S’il y a Texte, il y a Auteur. La nature fictionnelle des constructions dogmatiques n’est pas la dénaturation des procédures de la parole observées chez l’individu ou dans les relations dires groupales ou intergroupales, etc. ; elle est, pour reprendre une formule antique définissant la fiction de la filiation adoptive, une imitation de la Nature. Considérée sous cet angle, la société n’est pas un agglomérat de groupes, mais une transposition anthropologique du sujet de la parole. Voilà ce que, sous l’effet de l’empirisme gestionnaire et des propagandes scientistes de la Communication à l’ère ultramoderne, nous méconnaissons radicalement : le phénomène d’un Auteur fictif du Texte. Certes, un peu plus d’attention pour les élaborations juridiques amènerait à prendre en compte le minimum : un État s’exprime comme sujet juridique face à d’autres États, eux aussi sujets, sur la scène internationale ; une législation interne n’est pas seulement imputable à la majorité parlementaire qui l’a votée, mais a statut de texte d’État, etc. Pourtant, ces faits de discours et d’écriture sont en tant que tels négligés, en raison d’un abord erroné du problème de base de la communication : qu’est-ce que parler ? S’il était envisagé de rapporter ce problème aux données générales de la différenciation humaine, à l’enjeu d’interdit dont dépend l’institution du sujet, c’est-à-dire au rapport de la parole avec le Tiers du langage (§3, plus haut), on déboucherait inévitablement sur la question de la société comme sujet : pour une société, qu’est-ce que parler ?

OBJECTIF VISÉ. D'après l'extrait fourni, de quoi la nature fictionnelle des constructions dogmatiques est-elle une imitation ? Cette liste provient d'une autre source.

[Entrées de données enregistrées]
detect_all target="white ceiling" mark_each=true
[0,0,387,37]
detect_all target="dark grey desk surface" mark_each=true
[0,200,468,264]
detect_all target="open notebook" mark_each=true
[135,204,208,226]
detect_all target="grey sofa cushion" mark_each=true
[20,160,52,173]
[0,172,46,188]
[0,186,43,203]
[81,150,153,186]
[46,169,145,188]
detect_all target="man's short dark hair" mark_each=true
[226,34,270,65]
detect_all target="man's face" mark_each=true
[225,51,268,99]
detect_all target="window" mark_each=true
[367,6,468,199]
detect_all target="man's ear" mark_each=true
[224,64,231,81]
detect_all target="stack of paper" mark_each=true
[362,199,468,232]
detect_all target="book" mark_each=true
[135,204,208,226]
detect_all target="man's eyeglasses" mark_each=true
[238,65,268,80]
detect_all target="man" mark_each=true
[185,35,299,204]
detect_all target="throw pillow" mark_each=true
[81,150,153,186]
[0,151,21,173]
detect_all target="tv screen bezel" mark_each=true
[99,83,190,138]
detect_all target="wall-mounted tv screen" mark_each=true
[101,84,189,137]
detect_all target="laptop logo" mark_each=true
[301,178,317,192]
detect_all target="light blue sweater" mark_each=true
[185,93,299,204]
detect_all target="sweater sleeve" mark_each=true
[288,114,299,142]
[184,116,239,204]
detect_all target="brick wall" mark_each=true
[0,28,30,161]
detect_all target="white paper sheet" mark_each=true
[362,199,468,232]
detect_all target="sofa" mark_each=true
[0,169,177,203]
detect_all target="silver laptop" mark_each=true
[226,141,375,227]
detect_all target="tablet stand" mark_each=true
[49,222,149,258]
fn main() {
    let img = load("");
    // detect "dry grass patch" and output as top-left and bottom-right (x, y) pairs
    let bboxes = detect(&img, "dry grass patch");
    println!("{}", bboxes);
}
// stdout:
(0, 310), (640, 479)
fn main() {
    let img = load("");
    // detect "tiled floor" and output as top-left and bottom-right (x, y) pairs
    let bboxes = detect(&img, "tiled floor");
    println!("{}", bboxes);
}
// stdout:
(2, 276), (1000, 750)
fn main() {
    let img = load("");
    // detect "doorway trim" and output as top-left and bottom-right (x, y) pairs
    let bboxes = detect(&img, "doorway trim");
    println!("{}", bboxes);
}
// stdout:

RÉPONSE PROPOSÉE. Elle est une imitation de la Nature.